◆ **Short task**
List every line in the rows below that contains the string "long".

◆ **Information given**
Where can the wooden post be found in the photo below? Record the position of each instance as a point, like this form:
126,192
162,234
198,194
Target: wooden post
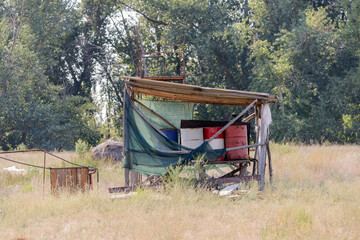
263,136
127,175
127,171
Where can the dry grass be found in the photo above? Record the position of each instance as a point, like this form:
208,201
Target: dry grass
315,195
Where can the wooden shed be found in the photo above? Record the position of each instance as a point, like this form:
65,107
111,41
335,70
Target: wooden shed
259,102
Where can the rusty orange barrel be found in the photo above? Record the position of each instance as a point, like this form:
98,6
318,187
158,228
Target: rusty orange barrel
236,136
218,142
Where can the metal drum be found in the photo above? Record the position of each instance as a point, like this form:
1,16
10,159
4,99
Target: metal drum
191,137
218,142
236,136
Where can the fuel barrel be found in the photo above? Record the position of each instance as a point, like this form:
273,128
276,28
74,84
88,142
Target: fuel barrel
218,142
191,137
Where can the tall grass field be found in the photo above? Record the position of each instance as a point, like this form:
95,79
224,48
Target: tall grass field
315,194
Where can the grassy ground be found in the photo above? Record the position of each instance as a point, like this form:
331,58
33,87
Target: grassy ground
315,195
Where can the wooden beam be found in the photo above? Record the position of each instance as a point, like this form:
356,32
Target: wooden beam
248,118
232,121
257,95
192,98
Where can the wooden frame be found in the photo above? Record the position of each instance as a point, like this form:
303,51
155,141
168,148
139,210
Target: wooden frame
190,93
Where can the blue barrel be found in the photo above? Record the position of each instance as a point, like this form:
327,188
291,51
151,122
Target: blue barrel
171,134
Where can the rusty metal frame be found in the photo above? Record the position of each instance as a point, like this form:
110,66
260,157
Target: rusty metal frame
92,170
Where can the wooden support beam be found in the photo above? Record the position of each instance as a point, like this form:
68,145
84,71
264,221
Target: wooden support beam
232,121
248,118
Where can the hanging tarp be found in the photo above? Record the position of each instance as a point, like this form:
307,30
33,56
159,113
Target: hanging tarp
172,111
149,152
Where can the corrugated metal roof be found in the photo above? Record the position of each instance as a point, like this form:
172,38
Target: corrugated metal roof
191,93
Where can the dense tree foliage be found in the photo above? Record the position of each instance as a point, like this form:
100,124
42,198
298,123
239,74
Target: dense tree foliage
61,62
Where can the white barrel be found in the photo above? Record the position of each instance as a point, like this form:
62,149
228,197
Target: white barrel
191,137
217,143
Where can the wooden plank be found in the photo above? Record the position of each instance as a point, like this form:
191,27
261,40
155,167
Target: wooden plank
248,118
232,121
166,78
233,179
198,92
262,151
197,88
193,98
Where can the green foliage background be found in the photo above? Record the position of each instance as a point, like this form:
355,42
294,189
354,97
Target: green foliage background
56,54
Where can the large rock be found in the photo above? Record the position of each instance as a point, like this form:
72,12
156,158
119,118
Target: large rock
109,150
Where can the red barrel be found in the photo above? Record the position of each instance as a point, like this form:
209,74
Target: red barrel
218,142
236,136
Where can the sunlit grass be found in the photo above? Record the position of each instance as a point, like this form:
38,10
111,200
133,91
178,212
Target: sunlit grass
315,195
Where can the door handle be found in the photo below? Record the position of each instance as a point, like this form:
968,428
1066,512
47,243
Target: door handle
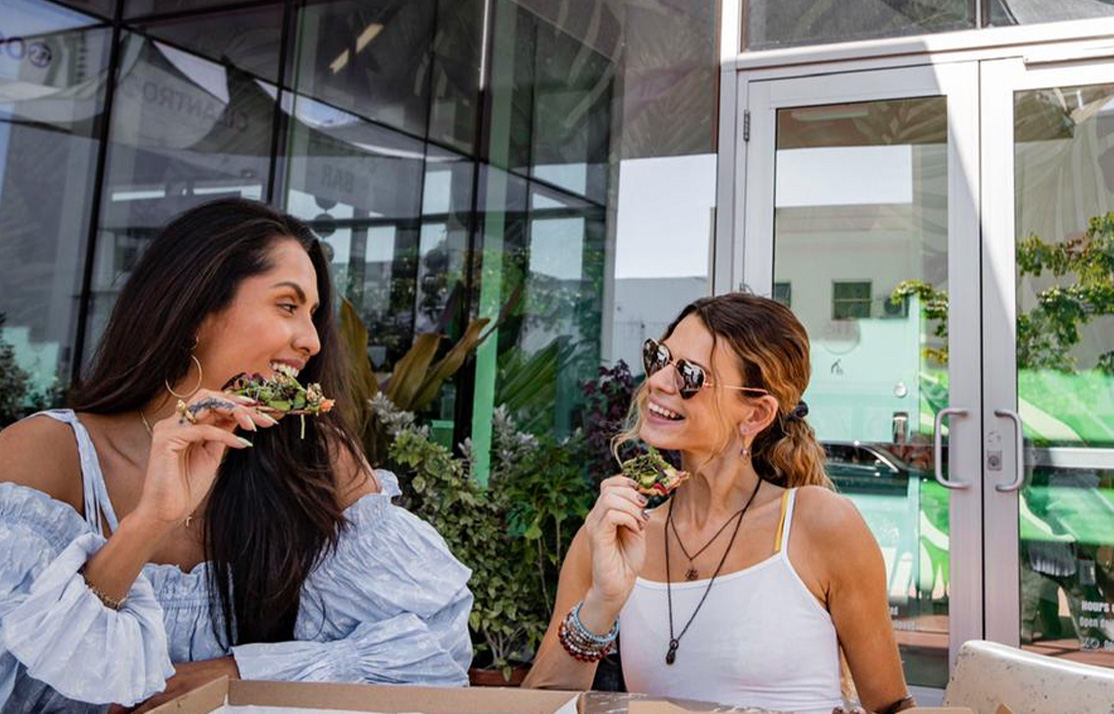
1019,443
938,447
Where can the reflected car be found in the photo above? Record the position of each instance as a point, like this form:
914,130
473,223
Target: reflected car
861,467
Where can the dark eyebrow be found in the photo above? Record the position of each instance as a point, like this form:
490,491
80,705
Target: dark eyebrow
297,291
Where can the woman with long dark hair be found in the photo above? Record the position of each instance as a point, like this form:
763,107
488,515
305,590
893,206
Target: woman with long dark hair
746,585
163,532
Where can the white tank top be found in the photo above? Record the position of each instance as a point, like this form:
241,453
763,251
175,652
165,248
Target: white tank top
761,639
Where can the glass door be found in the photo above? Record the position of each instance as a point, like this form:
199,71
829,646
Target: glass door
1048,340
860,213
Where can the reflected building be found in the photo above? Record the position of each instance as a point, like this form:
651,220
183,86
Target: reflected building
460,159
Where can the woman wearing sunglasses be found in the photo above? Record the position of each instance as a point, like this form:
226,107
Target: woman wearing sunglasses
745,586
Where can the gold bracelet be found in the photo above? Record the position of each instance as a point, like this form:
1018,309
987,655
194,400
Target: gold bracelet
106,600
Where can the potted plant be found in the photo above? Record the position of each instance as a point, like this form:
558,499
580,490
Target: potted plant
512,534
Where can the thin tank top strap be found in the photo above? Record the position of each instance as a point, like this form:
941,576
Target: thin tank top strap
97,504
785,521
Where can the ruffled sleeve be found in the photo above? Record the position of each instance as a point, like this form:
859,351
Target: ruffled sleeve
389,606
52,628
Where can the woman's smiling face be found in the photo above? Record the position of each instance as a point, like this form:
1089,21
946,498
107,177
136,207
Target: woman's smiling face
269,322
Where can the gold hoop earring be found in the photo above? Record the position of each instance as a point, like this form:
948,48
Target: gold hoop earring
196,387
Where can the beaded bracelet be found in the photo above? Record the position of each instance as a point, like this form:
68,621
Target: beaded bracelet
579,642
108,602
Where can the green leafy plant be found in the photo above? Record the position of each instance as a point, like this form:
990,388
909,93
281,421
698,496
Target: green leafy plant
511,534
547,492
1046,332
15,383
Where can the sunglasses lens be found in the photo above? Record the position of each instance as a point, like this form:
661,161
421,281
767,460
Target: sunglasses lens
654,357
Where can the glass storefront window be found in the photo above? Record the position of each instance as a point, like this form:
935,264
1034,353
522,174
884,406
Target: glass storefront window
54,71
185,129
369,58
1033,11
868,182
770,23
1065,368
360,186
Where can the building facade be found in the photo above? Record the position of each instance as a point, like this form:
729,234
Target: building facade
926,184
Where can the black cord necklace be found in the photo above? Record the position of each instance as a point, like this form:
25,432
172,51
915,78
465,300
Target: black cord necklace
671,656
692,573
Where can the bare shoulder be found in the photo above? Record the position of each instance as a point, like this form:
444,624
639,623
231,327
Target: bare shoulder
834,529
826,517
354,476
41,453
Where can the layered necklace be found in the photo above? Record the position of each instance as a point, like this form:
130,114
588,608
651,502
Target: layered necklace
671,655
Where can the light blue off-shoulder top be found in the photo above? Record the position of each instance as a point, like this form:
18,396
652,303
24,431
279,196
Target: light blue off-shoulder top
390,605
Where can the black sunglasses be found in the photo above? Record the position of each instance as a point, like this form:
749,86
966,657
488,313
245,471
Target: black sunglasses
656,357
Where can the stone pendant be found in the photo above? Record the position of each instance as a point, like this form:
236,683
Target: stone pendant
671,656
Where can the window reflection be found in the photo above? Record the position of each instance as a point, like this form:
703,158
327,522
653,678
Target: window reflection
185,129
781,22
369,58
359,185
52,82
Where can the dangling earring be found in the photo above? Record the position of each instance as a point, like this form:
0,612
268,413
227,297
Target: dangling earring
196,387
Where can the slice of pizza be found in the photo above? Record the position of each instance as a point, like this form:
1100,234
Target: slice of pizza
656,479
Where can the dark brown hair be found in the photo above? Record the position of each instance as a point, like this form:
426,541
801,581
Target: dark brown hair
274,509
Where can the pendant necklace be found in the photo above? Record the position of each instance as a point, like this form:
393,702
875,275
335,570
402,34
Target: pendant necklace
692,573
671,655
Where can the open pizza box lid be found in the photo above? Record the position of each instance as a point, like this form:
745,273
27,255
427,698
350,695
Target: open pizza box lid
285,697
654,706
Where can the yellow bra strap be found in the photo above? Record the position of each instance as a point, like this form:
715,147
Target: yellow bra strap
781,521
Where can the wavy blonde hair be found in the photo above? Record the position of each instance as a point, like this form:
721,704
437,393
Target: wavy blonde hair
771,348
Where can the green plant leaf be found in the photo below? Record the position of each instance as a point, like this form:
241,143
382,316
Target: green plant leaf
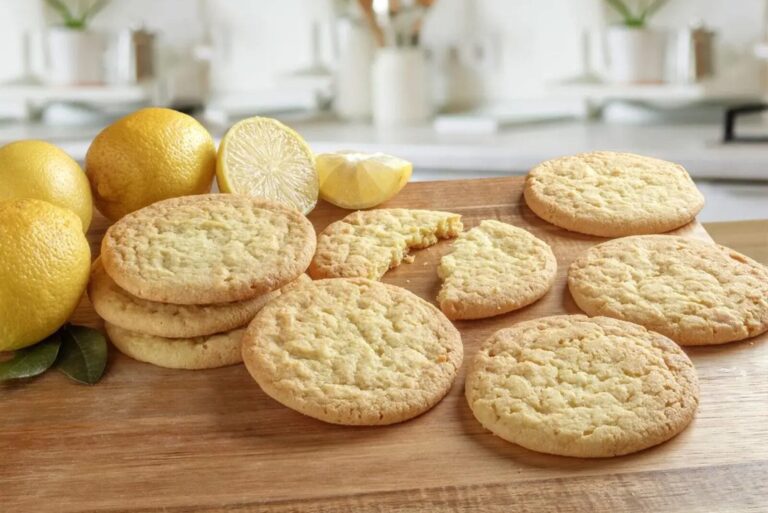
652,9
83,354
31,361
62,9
---
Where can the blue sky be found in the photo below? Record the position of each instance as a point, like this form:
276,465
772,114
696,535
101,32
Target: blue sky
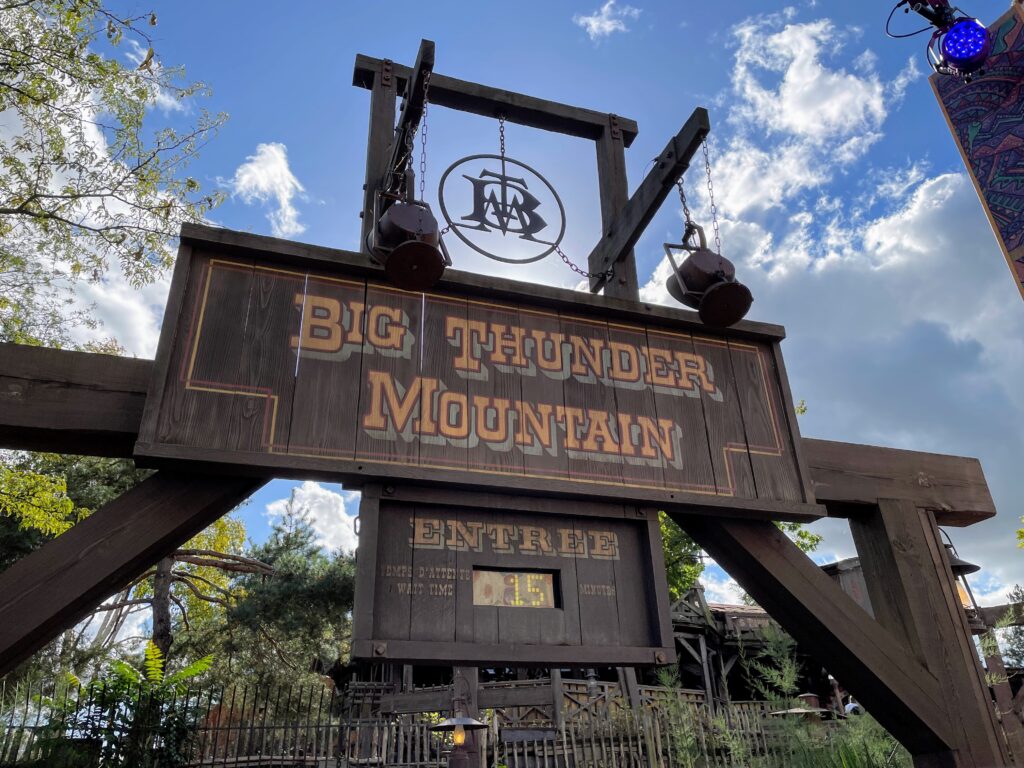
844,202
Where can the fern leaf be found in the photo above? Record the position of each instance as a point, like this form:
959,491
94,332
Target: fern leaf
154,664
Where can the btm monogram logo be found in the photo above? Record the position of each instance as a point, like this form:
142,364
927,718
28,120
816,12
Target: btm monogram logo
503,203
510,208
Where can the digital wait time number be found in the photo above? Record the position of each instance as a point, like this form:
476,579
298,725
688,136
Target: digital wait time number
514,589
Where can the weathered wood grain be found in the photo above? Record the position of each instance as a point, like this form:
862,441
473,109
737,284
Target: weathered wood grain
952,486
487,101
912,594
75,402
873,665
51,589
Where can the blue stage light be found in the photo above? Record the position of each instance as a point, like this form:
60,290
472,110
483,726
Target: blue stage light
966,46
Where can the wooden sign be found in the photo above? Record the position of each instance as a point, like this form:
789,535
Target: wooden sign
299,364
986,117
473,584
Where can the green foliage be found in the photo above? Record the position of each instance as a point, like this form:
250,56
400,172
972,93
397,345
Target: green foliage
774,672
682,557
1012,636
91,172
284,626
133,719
---
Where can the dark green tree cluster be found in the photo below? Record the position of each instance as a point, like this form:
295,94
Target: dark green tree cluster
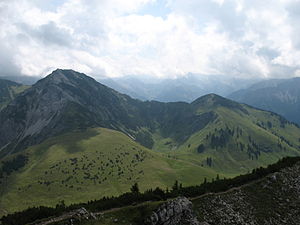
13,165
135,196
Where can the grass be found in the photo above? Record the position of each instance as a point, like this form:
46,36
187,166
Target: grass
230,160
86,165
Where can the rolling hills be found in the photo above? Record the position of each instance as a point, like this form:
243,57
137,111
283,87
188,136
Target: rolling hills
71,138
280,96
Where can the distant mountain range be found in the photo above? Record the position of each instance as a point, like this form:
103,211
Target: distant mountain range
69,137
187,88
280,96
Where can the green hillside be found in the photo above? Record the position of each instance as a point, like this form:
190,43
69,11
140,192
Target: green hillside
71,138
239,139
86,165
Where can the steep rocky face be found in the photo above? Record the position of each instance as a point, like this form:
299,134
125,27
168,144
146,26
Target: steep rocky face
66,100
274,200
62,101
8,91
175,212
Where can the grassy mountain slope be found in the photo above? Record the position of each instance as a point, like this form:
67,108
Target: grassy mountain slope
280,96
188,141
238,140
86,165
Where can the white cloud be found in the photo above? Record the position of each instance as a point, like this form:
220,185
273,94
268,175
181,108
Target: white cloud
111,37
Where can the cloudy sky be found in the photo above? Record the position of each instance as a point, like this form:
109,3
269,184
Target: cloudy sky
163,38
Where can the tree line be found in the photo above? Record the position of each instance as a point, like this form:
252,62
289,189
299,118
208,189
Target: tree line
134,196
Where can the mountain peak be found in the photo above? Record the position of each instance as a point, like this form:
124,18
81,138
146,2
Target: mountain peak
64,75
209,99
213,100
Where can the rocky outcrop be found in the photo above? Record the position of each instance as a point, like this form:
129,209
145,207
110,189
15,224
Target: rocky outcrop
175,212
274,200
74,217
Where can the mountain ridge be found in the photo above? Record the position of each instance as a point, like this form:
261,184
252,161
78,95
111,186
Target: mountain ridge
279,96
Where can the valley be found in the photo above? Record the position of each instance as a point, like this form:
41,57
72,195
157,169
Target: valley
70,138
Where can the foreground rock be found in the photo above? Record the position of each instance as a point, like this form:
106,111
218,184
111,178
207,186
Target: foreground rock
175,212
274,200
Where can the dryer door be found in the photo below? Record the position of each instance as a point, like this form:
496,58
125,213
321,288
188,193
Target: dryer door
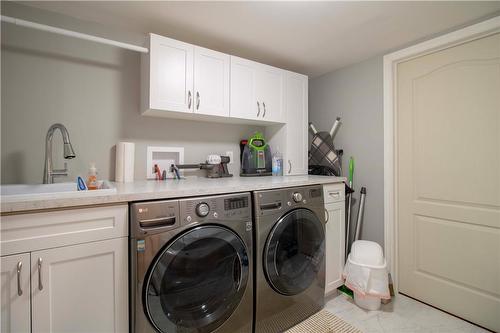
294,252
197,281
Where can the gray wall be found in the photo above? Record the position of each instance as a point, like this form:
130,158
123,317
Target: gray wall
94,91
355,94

◆ **Task result**
Where can the woman with long dark hair be found in the photo above? Record the position of each instance as a point, like this form:
Target: woman with long dark hair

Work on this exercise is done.